─── Data to use

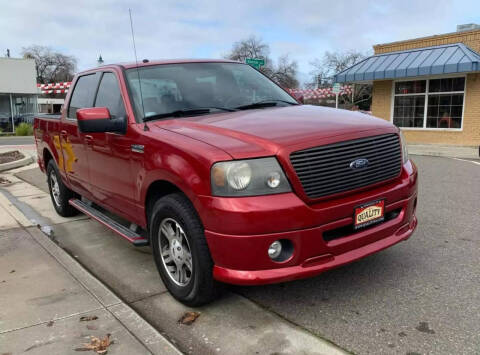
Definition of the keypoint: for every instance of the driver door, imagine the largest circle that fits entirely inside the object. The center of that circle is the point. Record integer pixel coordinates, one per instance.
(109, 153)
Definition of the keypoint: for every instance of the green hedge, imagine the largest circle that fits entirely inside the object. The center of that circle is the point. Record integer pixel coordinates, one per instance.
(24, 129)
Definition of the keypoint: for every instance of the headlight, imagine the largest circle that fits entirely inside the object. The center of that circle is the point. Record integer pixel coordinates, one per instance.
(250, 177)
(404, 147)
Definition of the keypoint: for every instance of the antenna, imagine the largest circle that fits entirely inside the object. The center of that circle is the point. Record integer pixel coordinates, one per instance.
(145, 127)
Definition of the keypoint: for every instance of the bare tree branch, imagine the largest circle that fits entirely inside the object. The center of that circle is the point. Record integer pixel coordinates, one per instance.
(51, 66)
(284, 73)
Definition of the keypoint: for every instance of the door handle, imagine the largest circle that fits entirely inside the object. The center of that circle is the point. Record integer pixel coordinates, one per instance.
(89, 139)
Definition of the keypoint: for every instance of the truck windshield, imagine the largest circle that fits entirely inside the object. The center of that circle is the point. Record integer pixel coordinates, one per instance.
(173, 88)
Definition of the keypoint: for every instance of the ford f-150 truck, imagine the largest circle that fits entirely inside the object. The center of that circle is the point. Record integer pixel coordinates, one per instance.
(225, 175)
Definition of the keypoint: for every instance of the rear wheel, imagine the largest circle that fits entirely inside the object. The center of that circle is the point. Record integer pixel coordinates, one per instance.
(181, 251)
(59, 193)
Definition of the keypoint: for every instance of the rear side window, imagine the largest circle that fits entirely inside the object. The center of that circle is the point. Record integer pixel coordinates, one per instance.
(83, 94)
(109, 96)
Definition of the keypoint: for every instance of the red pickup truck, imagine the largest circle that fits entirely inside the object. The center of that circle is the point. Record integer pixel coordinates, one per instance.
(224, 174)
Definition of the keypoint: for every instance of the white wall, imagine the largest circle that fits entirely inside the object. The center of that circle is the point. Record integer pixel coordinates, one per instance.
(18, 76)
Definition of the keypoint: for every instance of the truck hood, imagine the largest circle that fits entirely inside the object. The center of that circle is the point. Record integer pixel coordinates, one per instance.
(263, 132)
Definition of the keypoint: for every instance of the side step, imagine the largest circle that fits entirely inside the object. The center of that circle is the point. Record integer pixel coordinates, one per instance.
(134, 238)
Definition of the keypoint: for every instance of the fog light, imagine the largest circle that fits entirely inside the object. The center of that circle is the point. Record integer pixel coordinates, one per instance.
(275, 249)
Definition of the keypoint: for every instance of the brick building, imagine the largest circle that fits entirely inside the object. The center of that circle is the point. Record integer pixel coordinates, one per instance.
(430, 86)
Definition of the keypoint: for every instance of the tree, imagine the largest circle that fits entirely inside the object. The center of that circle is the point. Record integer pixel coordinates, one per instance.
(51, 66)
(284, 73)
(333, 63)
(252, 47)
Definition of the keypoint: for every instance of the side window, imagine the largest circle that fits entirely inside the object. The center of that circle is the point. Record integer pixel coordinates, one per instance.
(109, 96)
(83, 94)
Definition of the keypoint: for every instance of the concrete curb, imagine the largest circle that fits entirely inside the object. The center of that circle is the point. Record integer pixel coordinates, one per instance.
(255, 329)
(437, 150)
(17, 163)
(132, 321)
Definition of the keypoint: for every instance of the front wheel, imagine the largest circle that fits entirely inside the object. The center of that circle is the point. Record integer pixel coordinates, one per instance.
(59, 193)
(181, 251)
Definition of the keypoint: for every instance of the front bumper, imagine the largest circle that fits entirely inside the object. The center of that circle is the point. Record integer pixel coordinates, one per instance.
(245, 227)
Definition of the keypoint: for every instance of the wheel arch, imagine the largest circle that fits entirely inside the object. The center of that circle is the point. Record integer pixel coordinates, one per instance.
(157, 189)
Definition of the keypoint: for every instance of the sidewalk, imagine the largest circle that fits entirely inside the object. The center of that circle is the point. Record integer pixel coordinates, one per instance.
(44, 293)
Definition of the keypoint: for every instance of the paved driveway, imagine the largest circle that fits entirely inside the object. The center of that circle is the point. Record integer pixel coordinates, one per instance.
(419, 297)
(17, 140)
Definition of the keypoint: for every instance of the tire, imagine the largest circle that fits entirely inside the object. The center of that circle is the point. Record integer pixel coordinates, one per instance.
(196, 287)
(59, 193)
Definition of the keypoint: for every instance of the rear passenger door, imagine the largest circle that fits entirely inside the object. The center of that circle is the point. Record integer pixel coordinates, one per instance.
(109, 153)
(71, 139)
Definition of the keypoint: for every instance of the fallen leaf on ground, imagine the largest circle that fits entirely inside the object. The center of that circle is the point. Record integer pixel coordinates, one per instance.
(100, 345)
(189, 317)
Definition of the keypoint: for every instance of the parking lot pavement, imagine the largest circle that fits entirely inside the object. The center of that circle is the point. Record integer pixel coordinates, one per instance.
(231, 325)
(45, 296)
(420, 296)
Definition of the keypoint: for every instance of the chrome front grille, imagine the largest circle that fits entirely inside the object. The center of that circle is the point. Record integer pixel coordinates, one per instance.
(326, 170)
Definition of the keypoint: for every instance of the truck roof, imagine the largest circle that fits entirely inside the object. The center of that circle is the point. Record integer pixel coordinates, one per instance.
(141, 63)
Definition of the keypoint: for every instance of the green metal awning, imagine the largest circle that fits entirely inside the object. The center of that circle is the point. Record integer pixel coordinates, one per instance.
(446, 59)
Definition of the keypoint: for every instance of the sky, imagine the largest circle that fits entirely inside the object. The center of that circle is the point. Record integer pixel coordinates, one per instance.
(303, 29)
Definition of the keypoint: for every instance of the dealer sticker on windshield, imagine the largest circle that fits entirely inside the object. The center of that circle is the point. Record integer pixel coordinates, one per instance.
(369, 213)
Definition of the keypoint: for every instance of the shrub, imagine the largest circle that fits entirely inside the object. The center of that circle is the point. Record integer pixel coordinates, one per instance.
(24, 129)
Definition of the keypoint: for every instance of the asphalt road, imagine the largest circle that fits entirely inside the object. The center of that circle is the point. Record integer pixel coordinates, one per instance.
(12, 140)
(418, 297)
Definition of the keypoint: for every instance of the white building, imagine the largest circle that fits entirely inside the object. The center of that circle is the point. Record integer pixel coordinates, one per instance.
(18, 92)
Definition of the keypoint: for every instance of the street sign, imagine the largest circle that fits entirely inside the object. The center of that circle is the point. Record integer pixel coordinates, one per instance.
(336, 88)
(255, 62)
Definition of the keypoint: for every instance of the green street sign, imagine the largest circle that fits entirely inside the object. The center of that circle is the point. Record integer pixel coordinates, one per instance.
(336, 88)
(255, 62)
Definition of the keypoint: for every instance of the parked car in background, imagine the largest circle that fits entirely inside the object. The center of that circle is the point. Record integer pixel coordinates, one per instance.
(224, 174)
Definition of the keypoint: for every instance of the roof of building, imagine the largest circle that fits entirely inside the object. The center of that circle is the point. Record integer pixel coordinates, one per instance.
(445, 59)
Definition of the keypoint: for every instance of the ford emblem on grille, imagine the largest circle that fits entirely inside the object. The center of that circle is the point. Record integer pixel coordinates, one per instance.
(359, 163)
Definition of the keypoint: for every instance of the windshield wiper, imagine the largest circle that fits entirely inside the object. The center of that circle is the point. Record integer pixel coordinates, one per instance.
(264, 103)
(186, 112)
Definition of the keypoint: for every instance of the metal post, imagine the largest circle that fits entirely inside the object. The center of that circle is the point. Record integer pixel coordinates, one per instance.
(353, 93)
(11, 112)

──────

= Task description =
Would you retype the listing above exactly, omitting its pictures?

= Answer to this problem =
Definition of the keypoint: for every instance of the driver door, imagine the largest circle that fits entirely inside the object. The center of that circle is the point. Record integer pixel coordinates, one per instance.
(109, 153)
Definition of the keypoint: for every instance of the green hedge, imagine the largest circle that fits entirely inside the object. The center of that circle is the point. Record integer pixel coordinates, one per instance.
(24, 129)
Definition of the keypoint: for every instance of the headlight, imagine the largest circle that fits entirely inside the object. The center of that circle is the point. Record integer pixel coordinates, one per instance.
(250, 177)
(404, 147)
Definition of the keypoint: for every instance of the antenna, imagine the largest circle that fits entirely inside the object. The center of that circle is the point. Record integer pixel coordinates, one per instance.
(145, 127)
Definition of the keypoint: for every instance of the bare tree branch, imagine the largest circle that fits entirely inside the object. The center of that circle is the point. Record integer pixel coordinates, one per instance.
(51, 66)
(284, 73)
Definition of the keypoint: for every instance of the door handle, imagine the largest circle that fits entirely inside the object. The center of that circle is the point. Record integer pixel coordinates, one per instance.
(89, 139)
Definition of the keypoint: for every instance of the truck windshield, imagine the largest circle that fits entirely inside the object. The center of that circle is the point. Record integer pixel coordinates, one per instance.
(173, 88)
Definition of the keypoint: for every instance of the ford f-150 truck, imagine the largest circle that fits entirely inside the object. The center of that circle is the point. Record integer pixel coordinates, one per instance.
(225, 175)
Definition of the keypoint: for every instance of the rear wheel, imagine the largest circle that fits entirely inside the object. The center of that circle is the point. Record integer pixel coordinates, one per instance.
(181, 251)
(59, 193)
Definition of the keypoint: for every instance of the rear side window, imagine the largest circle that fits entirely inside the object. The center of that circle is the point. Record integer pixel coordinates, one per instance.
(83, 94)
(109, 96)
Definition of the keypoint: for every instance of the red pickup truck, imagine the largest circle that fits entirely inside the object. The center of that circle is the point. Record integer pixel coordinates, one per instance.
(224, 174)
Definition of the keypoint: for every instance of the white wall, imagine the largest circle that fits entirely inside the object. The center of that circle is the point. Record integer pixel coordinates, one per instance.
(18, 76)
Definition of the keypoint: for every instance of the truck hood, imagine the largest circle that fits entirely inside the object. The center of that circle is the point. Record integer pixel coordinates, one per instance.
(263, 132)
Definition of the keypoint: for every instance of the side step, imagine the largest circle that fits entirely inside the object. The center of that circle is the point. Record integer pixel coordinates, one per instance.
(134, 238)
Definition of the keypoint: for every instance of the fog light, imagine the largest circle that fits entirely inside the object. The center of that circle is the point. Record integer pixel coordinates, one per instance.
(275, 249)
Definition of the keypoint: for every instance of the brick building, imagine the largest circle that fits entirely inside the object. The center of that circle is the point. Record integer pixel coordinates, one per instance.
(430, 86)
Definition of the keypoint: for every instance of the tree, imagine the largest circle that fits entirely inside the object. The center of that circle is the point. Record integer pixel coordinates, one per instance.
(51, 66)
(284, 73)
(333, 63)
(252, 47)
Definition of the keypoint: for every instance of the side window, imagine the largest circle that fits entirely inside the object. The center of that circle is the point. Record integer pixel coordinates, one per instance.
(109, 96)
(83, 94)
Definition of the keypoint: for every instance of the concrete curb, imagine the largest circle that fits entirely inside the object. The center of that circle is the point. Record integer pixel coordinates, one per instance.
(255, 329)
(437, 150)
(17, 163)
(132, 321)
Definition of the keypoint: for every instance of the front wheel, imagine the largest circle that fits entirely inside the object. The center of that circle is the point. Record integer pixel coordinates, one per instance.
(59, 193)
(181, 251)
Definition of the keypoint: for every instance of the front bumper, imagine the largest circle that fits entirely inside the object. The center of that circle is the point. Record integer pixel coordinates, one per instance.
(245, 227)
Definition of the keypoint: for every instance of the wheel arch, imagine the largest circle that fits entirely inside the object. The center of that circle is the point. Record integer pixel coordinates, one per instance.
(157, 189)
Definition of the keypoint: for every instance of the sidewalk, imagine the largest circle that fits entirely inside the object. The center of that circle is the point. Record integer pixel coordinates, one per instance.
(44, 293)
Definition of the keypoint: for every instance of the paved driveway, imagine the largest circle that fits entirely inside the object. The center of that circle is the point. Record integer pixel coordinates, one per instance.
(419, 297)
(17, 140)
Definition of the keypoint: for every instance of the tire, imagine the largest circle that fits entirely inside the object. The center of that circle is the point. Record integer pixel coordinates, one per instance.
(196, 287)
(59, 193)
Definition of the keypoint: for every instance of the rear passenger door, imagine the largest circle that fits entirely inside the object. The center of that circle is the point. Record integer pixel coordinates, one per instance.
(109, 153)
(71, 139)
Definition of the keypoint: for every instance of the fallen leaf on ground, imagine the largest circle that fits entirely inside the object. The center of that circle is the point. Record integer pixel coordinates, one per instance.
(100, 345)
(189, 317)
Definition of the keypoint: for every instance of the parking lot pavement, imagine the largest circle that fits entirely inside the object. The center of that circle is the point. Record integer pixel coordinates, one per instance.
(231, 325)
(45, 296)
(420, 296)
Definition of the keypoint: for every instance of the chrome front grille, imagine the largest circle that fits entirely inside the object. The center of that circle is the point. Record integer pixel coordinates, one per instance.
(326, 170)
Definition of the keypoint: for every instance of the truck roof, imagine the largest circle that fits entirely inside the object. The center of that circle is the point. Record integer pixel coordinates, one per instance.
(141, 63)
Definition of the keypoint: for every instance of the green metal awning, imagine the largest circle that fits entirely inside the object. The center of that circle is the point. Record integer pixel coordinates, one per instance.
(446, 59)
Definition of the keypoint: for every instance of the sky, imagine the largest circle that fits entirely inside the object. The center of that circle is the point. Record integer pixel coordinates, one per instance.
(303, 29)
Definition of the keypoint: for every instance of the dealer sticker on windshield, imagine the largest circle that fits entirely inside the object. The center of that circle is the point. Record integer pixel coordinates, one per instance.
(369, 213)
Definition of the keypoint: for every instance of the shrub, imagine the largest circle that fits entirely inside the object. The center of that circle is the point. Record integer pixel coordinates, one per instance.
(24, 129)
Definition of the keypoint: for every instance of the asphalt road, imagine the largest circle that fits entirely inside the object. The center of that circle is the point. Record integer pixel coordinates, one per instance.
(12, 140)
(418, 297)
Definition of the keypoint: for every instance of the white building, imagine the largest circle that fits entirely inside the object. The center of that circle is the point. Record integer pixel coordinates, one per instance.
(18, 92)
Definition of the keypoint: for every instance of the street sign, imagine the largest circle that fits entirely inside the object. The center of that circle is the point. Record integer pixel coordinates, one per instance.
(336, 88)
(255, 62)
Definition of the keypoint: for every instance of the green street sign, imagine the largest circle that fits entirely inside the object. The center of that circle is the point. Record integer pixel coordinates, one per instance.
(336, 88)
(255, 62)
Definition of the keypoint: for every instance of the parked car in background, imagine the largest circle that fits entirely inside the object. The center of that circle is the point. Record integer pixel coordinates, one per instance.
(224, 174)
Definition of the keypoint: for every instance of the roof of building, imagine the largest circle that fits entirely inside the object. The center of that circle is the point. Record integer pixel coordinates, one per instance.
(445, 59)
Definition of the keypoint: for every instance of the ford emblem on grille, imagine the largest circle that fits entirely inside the object. The center of that circle is the point. Record integer pixel coordinates, one per instance.
(359, 163)
Definition of the keypoint: for every instance of the windshield wiper, imagine the largest circle that fits entirely inside the object. The center of that circle is the point. Record integer pixel coordinates, one per instance.
(264, 103)
(186, 112)
Definition of the keypoint: for every instance of the metal post, imagine the largest circle that fits entirely inside the object. The center of that circle is the point. Record integer pixel coordinates, one per instance.
(353, 93)
(11, 112)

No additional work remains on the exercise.